- [What is being asked]
Report every line in the records below that holds the word "hedge".

- [Listed entries]

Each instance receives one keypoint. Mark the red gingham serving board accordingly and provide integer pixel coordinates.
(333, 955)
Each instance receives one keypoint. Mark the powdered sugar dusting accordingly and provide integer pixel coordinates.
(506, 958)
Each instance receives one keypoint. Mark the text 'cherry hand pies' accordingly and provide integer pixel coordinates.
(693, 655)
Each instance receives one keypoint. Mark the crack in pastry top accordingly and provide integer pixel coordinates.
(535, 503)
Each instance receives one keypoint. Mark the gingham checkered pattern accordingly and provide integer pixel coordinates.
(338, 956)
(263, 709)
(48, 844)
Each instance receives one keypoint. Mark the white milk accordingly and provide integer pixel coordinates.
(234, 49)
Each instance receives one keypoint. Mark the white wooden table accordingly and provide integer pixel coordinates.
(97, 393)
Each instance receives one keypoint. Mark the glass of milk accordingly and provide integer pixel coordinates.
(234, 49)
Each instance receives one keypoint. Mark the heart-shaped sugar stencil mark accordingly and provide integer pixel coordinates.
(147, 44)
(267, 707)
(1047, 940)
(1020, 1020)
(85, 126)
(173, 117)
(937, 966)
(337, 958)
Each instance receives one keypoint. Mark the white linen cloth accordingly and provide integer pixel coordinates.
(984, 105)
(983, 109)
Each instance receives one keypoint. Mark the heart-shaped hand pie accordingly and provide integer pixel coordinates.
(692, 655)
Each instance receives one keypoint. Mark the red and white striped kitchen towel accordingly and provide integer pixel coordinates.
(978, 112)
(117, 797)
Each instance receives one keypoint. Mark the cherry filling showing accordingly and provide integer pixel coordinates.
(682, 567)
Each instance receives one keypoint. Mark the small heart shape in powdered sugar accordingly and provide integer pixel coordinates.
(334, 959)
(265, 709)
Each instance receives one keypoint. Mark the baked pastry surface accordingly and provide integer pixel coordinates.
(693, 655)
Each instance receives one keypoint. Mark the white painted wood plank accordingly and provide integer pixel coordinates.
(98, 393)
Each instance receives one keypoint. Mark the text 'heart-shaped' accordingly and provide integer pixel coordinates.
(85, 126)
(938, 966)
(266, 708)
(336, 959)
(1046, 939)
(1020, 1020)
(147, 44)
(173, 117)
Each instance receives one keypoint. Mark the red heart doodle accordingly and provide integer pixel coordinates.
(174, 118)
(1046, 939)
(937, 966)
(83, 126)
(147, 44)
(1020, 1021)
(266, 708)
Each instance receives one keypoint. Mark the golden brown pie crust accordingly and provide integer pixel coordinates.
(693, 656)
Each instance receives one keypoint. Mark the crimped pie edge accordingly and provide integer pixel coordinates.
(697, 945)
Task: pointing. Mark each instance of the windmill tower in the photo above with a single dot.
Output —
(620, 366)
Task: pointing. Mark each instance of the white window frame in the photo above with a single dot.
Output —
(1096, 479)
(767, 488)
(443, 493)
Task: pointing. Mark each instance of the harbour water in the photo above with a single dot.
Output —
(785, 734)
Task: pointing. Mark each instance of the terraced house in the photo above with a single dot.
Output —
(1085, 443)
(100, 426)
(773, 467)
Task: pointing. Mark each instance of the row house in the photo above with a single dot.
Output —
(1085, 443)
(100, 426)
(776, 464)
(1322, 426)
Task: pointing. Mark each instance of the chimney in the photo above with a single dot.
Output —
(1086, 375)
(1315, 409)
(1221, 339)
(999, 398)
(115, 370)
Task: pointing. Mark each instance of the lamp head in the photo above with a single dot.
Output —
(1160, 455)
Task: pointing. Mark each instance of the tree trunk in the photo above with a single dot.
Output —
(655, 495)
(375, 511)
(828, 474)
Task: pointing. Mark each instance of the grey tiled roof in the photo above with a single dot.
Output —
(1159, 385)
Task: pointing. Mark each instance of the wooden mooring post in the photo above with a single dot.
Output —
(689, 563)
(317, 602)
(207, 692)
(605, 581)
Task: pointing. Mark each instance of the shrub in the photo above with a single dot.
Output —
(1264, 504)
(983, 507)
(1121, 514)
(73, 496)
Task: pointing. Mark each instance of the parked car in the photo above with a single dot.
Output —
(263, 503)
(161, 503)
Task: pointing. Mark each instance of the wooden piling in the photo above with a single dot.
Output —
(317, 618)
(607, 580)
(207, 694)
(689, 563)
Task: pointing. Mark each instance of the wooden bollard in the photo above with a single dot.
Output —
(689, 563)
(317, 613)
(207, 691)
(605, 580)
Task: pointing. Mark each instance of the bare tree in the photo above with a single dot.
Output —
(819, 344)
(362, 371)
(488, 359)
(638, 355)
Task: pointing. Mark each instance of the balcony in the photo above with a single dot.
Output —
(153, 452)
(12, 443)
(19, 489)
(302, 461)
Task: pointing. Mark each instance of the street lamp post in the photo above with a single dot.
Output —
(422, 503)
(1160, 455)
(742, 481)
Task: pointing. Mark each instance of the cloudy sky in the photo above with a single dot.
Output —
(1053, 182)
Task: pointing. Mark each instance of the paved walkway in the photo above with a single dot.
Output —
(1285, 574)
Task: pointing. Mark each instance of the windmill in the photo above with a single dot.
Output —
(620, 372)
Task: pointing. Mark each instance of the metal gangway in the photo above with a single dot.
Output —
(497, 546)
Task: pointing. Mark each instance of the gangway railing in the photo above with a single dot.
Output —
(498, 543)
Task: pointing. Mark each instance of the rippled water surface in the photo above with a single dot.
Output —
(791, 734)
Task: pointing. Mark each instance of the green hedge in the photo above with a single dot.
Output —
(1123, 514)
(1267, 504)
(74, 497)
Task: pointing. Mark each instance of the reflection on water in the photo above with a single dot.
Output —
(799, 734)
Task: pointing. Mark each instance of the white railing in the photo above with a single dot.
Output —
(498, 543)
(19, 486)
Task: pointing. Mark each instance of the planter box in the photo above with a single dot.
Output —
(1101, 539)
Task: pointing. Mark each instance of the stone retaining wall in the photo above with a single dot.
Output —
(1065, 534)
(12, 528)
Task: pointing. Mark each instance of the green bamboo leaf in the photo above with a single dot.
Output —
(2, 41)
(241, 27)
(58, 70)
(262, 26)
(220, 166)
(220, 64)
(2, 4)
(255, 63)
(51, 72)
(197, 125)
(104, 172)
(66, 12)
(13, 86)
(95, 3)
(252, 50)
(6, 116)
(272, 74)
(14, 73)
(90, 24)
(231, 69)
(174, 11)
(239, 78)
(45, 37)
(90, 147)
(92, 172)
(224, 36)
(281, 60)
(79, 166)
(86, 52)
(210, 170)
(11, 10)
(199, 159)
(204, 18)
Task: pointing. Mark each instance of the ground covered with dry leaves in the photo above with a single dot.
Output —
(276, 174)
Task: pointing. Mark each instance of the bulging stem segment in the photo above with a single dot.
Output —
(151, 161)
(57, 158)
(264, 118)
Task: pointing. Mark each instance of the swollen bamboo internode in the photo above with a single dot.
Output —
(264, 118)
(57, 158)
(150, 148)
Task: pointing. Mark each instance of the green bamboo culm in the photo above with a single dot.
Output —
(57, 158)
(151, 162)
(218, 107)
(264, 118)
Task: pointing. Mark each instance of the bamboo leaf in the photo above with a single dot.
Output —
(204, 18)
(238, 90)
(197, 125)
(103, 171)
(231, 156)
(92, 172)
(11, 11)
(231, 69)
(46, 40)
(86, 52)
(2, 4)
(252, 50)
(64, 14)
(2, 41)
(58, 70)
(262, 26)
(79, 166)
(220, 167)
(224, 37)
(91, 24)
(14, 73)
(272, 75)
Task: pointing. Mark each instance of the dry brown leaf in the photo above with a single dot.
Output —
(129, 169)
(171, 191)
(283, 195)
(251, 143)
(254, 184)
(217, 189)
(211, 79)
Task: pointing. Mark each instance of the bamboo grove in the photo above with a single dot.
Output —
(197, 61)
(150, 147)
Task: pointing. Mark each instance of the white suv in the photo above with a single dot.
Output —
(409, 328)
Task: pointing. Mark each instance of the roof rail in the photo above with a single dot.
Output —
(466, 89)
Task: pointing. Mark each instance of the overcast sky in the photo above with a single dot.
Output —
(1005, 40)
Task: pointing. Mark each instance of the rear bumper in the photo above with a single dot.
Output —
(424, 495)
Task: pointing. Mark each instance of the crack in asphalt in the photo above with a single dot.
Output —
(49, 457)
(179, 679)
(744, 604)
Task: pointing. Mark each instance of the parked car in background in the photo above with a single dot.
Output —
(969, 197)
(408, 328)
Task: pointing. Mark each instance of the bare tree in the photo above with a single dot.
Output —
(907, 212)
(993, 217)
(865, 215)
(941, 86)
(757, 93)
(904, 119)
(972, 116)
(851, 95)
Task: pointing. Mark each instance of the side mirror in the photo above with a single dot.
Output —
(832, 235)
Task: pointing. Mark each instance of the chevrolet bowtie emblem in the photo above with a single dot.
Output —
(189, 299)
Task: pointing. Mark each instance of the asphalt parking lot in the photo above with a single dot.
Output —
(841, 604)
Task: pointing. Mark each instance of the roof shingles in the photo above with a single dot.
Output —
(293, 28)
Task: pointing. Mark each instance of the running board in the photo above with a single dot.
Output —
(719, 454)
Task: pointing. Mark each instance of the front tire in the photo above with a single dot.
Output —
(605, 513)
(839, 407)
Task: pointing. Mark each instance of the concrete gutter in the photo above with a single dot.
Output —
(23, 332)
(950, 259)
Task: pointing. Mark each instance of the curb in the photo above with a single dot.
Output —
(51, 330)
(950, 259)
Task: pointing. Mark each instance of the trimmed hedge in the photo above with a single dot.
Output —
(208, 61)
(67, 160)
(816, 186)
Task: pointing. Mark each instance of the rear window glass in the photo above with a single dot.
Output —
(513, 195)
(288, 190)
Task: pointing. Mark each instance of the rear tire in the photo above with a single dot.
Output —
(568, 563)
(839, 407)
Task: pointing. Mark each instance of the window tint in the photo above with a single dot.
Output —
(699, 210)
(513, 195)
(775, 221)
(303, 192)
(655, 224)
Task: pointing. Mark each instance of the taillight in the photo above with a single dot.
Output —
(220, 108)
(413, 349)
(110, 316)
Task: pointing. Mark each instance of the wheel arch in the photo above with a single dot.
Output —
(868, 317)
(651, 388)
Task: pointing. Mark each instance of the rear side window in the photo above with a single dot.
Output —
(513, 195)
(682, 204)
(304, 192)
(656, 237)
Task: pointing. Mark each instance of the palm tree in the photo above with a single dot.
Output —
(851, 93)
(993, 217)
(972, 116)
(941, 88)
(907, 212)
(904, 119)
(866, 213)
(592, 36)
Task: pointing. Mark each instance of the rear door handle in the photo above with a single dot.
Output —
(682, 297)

- [Solution for this problem]
Task: pointing. Mark each instance of the green hedge in the photo above with a single dot.
Task: pointing. Mark each instance of the trimmed hedge in the photo above with a single dot.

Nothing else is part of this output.